▶ [What is asked]: Rewrite the part of the items below that opens with the line containing "like point(546, 269)." and closes with the line containing "point(598, 293)", requests included. Scale every answer coordinate by 1.4 and round to whole numbers, halves up, but leave the numbers in the requests and their format samples unchanged.

▶ [Dataset content]:
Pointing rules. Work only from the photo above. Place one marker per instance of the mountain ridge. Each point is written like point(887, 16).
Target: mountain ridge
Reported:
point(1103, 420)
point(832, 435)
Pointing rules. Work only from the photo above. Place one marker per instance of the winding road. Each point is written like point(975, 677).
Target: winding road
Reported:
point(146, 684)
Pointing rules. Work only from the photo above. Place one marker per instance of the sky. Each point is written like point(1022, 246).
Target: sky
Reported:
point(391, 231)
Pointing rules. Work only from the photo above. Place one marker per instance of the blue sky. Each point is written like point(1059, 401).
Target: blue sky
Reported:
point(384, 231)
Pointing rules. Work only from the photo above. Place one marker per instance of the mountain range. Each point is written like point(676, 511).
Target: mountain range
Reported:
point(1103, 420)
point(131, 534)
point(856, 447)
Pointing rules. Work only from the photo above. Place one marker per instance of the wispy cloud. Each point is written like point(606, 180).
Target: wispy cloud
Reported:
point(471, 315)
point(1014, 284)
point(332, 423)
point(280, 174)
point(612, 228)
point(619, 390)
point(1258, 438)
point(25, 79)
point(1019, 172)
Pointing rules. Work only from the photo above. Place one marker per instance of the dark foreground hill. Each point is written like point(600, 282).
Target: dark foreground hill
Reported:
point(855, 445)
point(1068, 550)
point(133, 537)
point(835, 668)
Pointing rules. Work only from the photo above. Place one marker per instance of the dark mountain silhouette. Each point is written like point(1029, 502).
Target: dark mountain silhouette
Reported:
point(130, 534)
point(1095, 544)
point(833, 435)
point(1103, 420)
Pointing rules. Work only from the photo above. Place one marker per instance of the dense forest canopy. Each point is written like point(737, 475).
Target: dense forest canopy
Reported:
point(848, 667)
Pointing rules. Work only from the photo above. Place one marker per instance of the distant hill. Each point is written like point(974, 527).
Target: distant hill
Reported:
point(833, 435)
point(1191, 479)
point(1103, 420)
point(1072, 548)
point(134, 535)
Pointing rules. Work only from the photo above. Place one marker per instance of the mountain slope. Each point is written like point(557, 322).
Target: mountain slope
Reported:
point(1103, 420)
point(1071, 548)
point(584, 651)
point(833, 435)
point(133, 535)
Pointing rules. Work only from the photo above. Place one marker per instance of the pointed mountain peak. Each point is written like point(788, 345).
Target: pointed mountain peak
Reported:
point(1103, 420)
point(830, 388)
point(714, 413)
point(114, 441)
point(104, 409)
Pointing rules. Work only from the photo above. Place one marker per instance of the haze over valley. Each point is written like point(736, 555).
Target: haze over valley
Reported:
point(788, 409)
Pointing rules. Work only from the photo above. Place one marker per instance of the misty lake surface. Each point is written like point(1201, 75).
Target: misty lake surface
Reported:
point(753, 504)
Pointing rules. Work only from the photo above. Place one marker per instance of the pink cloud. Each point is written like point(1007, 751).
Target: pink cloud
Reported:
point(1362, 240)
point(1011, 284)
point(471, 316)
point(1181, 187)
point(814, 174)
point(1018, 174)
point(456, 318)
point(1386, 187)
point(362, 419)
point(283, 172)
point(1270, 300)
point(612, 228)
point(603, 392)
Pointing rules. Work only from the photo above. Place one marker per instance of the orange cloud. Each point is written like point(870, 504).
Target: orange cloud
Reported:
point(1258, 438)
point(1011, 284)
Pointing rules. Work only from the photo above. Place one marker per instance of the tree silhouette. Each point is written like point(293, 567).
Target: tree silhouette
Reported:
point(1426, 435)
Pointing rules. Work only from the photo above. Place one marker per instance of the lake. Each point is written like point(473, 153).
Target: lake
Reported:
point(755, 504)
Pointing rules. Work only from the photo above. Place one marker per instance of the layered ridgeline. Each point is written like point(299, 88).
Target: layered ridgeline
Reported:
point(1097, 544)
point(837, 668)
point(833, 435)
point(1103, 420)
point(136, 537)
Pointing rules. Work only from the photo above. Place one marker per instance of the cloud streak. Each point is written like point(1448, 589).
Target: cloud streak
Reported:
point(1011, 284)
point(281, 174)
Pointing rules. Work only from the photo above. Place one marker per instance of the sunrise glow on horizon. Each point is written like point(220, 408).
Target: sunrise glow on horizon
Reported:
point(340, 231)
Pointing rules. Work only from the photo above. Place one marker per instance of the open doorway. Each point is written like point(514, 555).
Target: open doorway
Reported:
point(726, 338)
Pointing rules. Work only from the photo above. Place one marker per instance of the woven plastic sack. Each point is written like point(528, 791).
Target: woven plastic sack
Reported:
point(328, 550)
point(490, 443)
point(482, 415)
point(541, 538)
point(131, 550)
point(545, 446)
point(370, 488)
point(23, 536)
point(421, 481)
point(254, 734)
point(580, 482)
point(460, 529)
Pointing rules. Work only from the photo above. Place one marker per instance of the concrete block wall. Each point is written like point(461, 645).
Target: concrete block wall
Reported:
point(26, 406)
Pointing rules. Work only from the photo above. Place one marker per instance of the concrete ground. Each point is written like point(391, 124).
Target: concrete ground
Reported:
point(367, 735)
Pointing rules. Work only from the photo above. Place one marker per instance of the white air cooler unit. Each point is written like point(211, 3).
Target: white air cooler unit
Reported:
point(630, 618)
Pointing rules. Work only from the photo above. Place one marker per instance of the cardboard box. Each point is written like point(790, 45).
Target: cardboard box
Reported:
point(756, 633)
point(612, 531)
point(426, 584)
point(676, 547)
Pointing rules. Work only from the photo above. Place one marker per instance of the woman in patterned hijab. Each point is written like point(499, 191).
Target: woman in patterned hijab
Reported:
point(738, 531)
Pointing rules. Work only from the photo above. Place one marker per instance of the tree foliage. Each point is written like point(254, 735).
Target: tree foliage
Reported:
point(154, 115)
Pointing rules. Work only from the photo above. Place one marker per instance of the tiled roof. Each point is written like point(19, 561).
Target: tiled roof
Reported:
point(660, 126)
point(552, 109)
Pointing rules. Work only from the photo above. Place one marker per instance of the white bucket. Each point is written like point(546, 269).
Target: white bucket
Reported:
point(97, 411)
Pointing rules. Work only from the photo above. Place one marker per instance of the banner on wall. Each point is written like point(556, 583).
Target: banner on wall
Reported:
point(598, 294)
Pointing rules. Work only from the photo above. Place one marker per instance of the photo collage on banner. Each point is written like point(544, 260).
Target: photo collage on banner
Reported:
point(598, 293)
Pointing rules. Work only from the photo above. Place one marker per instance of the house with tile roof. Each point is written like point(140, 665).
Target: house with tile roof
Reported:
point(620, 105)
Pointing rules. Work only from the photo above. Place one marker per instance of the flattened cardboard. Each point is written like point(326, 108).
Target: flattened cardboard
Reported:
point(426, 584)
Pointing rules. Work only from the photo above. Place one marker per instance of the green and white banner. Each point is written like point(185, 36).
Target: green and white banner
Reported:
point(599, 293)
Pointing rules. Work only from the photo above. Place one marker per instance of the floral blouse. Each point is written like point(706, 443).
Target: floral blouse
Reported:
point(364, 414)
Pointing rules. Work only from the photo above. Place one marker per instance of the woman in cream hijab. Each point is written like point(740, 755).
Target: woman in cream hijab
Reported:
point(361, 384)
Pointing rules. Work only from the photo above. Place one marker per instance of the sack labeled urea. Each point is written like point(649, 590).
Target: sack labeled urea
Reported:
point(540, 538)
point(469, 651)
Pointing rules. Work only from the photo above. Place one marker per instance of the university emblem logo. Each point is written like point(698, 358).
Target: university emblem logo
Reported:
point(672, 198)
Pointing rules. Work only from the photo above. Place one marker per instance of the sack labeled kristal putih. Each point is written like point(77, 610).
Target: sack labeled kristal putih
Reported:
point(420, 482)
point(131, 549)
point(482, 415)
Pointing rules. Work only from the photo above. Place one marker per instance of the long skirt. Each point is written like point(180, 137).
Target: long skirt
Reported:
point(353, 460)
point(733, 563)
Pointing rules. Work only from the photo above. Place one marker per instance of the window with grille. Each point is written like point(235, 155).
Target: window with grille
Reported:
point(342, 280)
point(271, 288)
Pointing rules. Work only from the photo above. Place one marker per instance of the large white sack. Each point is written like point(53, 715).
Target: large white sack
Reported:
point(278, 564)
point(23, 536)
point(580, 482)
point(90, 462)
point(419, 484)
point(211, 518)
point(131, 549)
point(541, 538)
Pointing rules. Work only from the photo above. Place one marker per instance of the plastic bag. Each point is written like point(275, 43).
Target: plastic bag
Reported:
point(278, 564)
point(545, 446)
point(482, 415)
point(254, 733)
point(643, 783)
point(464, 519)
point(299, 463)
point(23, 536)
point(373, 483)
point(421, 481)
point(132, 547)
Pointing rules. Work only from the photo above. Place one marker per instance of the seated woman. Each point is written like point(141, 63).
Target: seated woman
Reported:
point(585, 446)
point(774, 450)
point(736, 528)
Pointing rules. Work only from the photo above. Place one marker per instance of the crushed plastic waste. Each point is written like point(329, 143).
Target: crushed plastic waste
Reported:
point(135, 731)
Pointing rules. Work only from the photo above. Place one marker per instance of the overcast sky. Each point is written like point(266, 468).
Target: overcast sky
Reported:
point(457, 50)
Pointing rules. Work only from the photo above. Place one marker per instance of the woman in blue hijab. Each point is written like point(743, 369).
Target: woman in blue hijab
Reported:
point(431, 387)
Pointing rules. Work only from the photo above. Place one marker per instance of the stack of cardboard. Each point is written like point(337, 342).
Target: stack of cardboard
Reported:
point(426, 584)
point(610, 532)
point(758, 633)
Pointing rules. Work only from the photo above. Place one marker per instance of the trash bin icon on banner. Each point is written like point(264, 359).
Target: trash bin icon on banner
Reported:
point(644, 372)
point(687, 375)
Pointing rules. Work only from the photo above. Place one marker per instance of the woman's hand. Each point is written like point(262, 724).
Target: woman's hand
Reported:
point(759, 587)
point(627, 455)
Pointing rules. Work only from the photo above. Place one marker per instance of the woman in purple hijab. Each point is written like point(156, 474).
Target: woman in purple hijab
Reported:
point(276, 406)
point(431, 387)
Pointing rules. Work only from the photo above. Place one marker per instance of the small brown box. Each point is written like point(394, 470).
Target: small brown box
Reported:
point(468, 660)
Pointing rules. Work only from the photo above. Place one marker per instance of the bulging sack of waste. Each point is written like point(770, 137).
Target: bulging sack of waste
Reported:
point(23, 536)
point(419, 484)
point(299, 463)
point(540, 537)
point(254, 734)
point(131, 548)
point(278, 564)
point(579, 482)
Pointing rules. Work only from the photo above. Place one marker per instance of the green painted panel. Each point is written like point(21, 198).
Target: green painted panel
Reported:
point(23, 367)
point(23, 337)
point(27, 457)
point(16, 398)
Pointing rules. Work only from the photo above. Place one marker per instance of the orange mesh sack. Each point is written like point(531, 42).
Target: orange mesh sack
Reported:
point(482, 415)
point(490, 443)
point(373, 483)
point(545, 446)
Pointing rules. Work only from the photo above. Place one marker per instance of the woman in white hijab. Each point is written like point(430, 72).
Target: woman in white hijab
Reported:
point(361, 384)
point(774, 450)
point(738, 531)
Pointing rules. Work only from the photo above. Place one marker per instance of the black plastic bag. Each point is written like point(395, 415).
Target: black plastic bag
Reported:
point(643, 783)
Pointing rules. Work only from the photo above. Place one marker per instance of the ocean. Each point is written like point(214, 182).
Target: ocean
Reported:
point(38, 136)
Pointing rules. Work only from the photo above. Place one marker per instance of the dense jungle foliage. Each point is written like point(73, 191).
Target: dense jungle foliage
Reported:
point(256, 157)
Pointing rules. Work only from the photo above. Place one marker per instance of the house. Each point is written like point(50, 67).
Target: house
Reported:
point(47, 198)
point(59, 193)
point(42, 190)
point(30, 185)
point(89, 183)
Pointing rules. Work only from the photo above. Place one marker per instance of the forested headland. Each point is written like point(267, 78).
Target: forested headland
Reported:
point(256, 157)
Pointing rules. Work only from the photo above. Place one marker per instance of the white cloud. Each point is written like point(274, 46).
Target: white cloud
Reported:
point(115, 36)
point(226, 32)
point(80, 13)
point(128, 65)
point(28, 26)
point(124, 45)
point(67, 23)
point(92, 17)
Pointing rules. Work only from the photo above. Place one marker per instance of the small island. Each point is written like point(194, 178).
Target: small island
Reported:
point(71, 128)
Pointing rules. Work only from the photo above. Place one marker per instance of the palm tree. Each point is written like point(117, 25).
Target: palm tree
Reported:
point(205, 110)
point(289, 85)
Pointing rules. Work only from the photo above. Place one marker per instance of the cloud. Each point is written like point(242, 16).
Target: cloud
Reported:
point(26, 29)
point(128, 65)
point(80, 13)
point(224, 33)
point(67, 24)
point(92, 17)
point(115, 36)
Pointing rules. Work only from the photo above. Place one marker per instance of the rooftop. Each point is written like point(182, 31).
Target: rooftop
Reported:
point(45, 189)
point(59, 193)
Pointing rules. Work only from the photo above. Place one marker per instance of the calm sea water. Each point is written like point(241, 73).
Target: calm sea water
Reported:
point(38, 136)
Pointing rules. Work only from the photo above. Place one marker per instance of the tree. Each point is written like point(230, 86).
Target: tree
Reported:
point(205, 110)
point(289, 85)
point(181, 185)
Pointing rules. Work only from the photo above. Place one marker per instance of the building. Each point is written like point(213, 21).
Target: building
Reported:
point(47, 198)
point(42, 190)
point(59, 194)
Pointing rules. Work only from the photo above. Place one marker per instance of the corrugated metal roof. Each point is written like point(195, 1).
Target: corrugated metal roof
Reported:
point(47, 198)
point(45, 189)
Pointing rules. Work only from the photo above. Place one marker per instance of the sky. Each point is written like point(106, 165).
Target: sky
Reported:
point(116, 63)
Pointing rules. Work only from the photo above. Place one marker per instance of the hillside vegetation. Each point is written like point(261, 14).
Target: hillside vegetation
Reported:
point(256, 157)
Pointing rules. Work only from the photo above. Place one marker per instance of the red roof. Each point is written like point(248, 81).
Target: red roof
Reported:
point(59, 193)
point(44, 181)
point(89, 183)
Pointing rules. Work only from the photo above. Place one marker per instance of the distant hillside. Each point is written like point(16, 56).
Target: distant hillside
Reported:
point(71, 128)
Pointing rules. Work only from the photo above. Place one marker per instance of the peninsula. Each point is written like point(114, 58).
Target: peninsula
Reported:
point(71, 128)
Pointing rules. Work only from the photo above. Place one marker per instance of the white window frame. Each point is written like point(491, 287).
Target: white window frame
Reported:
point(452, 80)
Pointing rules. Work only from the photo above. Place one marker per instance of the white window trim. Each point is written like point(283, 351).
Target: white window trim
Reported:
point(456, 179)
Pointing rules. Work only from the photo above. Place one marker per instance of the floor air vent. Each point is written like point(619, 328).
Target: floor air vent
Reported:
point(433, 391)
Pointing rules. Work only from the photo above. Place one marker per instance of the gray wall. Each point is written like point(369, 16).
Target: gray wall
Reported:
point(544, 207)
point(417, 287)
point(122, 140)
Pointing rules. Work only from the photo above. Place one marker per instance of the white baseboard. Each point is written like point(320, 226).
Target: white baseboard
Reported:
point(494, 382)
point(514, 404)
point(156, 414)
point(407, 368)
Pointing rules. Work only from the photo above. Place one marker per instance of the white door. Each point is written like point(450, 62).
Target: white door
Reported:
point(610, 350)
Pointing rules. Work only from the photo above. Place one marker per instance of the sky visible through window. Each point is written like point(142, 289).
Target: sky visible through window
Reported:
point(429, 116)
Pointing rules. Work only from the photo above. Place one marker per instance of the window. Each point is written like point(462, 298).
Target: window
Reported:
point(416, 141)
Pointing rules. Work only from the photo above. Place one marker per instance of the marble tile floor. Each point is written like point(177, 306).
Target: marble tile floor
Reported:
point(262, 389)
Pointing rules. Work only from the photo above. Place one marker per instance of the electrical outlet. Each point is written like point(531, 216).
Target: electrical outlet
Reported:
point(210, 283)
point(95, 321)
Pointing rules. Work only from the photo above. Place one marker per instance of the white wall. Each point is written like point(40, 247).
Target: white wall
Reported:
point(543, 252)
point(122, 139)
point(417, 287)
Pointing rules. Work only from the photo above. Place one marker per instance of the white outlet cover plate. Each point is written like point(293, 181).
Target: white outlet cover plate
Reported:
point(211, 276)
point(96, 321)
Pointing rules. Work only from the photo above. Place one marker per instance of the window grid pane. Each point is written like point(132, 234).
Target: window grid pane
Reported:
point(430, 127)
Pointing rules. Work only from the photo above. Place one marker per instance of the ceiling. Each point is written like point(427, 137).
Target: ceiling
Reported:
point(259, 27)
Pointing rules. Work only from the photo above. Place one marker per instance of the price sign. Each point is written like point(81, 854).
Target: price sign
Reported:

▶ [Exercise response]:
Pointing rules. Work only from the photo above. Place one marker per instance of the white bucket. Each point is written like point(546, 269).
Target: white bucket
Reported:
point(136, 575)
Pointing rules. Work only from the photo above. Place one marker per instance of the banner on wall. Each point is written like point(556, 583).
Target: banner on wall
Reported:
point(837, 412)
Pointing rules. Work only from the photo above. Place one marker per instance of the photo collage on banner. Each point is written like point(544, 260).
Target: photo collage on banner
Reported:
point(837, 410)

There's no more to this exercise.